● **Teks**:
Kedua, membaca tasmi', maksudnya ucapan “Sami'allaahu liman hamidah” bagi imam dan munfarid, tidak untuk makmum. Ketiga, membaca tahmid, yaitu bacaan “Rabbanaa lakal hamdu” untuk imam, makmum, dan munfarid. Keempat, membaca tasbih saat rukuk (سبحان ربي العظيم). Kelima, membaca tasbih saat sujud (سبحان ربي الأعلى). Keenam, membaca doa di antara dua sujud (رب اغفرلي) ” Yang wajib hanya sekali dari bacaan-bacaan di atas, namun sempurnanya dibaca berulang kali minimal tiga kali.

● **Tujuan 1**: Tolong tulis ulang baris-baris daftar, mulai dari baris yang memuat "Target: tree trunk" sampai akhir daftar (keduanya ikut), sebagai list JSON berisi string, satu string untuk setiap baris, tanpa baris kosong.
Teks di atas dan daftar berikut merupakan bahan yang terpisah satu sama lain.

● **Bahan untuk Diolah**:
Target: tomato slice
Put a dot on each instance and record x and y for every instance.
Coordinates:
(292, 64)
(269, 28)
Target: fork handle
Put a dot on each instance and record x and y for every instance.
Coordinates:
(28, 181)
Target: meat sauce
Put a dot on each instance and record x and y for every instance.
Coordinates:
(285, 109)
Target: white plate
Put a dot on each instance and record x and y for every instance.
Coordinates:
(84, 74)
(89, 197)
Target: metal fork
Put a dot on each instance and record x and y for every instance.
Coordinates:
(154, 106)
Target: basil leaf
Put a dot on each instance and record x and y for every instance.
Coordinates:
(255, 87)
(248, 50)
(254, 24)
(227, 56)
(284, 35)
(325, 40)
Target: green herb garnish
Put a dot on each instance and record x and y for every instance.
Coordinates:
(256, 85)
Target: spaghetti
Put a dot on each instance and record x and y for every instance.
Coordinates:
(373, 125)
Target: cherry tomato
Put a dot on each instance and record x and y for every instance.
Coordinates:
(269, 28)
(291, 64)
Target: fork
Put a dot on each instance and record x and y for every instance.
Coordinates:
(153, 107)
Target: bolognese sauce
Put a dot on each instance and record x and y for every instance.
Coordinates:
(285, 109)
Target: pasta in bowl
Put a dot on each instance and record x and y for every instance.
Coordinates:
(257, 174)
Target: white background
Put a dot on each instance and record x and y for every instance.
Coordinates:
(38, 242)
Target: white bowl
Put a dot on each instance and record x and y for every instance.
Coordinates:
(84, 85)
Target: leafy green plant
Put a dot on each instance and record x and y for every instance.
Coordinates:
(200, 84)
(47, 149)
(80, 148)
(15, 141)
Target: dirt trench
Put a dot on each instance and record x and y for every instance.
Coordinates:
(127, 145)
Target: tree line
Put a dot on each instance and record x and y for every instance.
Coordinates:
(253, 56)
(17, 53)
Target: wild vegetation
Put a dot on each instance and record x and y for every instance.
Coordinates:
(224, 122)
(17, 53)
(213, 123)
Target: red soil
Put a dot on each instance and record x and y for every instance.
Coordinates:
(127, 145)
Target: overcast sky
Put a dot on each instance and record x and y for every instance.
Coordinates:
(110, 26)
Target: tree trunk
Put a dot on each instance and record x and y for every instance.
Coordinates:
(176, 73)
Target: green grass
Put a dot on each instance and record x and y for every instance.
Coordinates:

● **Tujuan 2**: Ringkaslah teks tentang bacaan salat di atas dalam dua kalimat.

● **Jawaban Akhir 1**:
[
  "Target: tree trunk",
  "Put a dot on each instance and record x and y for every instance.",
  "Coordinates:",
  "(176, 73)",
  "Target: green grass",
  "Put a dot on each instance and record x and y for every instance.",
  "Coordinates:"
]

● **Jawaban Akhir 2**: Teks ini menyebutkan bacaan tasmi' bagi imam dan munfarid (bukan makmum), tahmid bagi imam, makmum, dan munfarid, tasbih saat rukuk dan saat sujud, serta doa di antara dua sujud. Bacaan-bacaan tersebut wajib dibaca sekali saja, tetapi sempurnanya diulang minimal tiga kali.